[Einträge aus einem Zeige-Datensatz]
● ● ●
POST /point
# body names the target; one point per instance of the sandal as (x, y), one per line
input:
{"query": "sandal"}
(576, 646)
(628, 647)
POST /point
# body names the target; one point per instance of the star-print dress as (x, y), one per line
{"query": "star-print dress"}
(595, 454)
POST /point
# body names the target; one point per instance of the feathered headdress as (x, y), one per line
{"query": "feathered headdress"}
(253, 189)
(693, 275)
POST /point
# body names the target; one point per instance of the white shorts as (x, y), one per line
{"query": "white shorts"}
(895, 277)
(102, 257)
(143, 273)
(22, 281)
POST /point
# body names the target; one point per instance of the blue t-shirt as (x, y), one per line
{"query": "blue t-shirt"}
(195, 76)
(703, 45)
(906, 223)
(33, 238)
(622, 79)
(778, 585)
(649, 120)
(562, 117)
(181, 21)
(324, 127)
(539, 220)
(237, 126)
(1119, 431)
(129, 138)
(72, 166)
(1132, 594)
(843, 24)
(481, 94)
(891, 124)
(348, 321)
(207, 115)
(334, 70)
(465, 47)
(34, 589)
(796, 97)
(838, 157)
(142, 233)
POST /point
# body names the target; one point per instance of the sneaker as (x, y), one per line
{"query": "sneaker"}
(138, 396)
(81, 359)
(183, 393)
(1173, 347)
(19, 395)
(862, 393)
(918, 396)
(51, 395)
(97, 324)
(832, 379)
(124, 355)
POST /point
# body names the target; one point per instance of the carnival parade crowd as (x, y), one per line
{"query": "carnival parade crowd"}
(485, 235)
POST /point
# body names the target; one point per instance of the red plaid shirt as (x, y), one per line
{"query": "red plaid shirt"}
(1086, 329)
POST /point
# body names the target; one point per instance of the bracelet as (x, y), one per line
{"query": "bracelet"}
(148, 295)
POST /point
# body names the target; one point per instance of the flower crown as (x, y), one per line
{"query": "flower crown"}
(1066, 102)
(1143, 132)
● ● ●
AUFGABENSTELLUNG:
Zeige jede Zeile des obigen Materials, in der die Zeichenfolge „crowd“ vorkommt.

LÖSUNG DER AUFGABE:
# body names the target; one point per instance of the carnival parade crowd as (x, y), one per line
{"query": "carnival parade crowd"}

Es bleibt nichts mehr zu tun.